▶ DATA FOR THIS EXERCISE

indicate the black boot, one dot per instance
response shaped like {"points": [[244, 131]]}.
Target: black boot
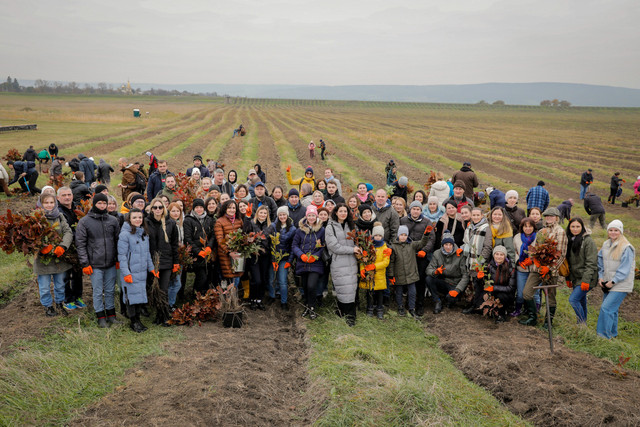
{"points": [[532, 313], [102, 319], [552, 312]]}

---

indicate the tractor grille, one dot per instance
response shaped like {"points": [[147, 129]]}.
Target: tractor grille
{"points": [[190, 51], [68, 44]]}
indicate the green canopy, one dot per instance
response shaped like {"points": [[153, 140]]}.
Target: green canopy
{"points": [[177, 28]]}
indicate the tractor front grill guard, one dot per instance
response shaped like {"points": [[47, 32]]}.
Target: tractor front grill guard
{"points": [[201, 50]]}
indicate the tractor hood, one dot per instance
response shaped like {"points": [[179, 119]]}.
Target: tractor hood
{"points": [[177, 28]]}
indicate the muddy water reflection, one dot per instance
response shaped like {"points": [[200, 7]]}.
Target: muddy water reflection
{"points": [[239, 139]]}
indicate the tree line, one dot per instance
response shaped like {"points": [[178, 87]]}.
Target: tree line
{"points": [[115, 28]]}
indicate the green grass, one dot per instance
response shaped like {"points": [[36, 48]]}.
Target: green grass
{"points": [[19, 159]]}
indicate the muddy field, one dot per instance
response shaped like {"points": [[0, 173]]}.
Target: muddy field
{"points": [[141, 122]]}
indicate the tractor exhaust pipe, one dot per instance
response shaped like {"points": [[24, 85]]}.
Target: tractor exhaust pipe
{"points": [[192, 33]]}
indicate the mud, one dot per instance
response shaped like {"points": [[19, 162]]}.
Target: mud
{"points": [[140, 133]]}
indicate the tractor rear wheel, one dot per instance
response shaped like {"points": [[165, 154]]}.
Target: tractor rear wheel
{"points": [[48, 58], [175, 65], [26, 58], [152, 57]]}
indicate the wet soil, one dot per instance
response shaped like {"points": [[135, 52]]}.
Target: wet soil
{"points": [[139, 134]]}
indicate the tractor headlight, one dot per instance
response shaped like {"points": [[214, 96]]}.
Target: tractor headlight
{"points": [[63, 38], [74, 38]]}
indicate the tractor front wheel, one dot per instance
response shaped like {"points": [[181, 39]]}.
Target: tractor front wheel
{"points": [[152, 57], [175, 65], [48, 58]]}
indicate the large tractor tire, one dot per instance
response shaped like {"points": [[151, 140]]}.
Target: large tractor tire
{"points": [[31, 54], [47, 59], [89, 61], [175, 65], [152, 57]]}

---

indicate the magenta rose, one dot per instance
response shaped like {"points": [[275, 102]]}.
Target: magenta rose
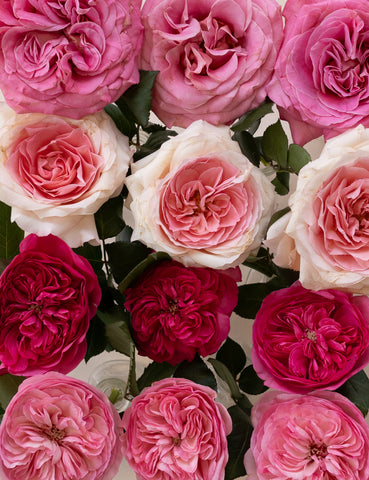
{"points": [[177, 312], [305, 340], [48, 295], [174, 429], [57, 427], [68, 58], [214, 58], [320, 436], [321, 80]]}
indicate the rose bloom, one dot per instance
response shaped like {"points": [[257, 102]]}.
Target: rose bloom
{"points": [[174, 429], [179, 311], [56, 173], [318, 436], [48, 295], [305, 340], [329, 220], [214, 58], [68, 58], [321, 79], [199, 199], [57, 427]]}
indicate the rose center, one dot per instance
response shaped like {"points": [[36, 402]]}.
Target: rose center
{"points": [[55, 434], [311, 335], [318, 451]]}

▶ WHAT YOU ARE ASKED TO DO
Out of the data above, give again only the lines starting at the one holding "Target: muddy field" and ending at the one holding "indicate the mud, one dot per instance", unchanged.

▶ YOUR RESPONSE
Target: muddy field
{"points": [[141, 122]]}
indicate the tractor exhaust pipe, one dot per instance
response shaped like {"points": [[24, 85]]}.
Target: tractor exhaust pipe
{"points": [[192, 33]]}
indicate the mud, one dot per instance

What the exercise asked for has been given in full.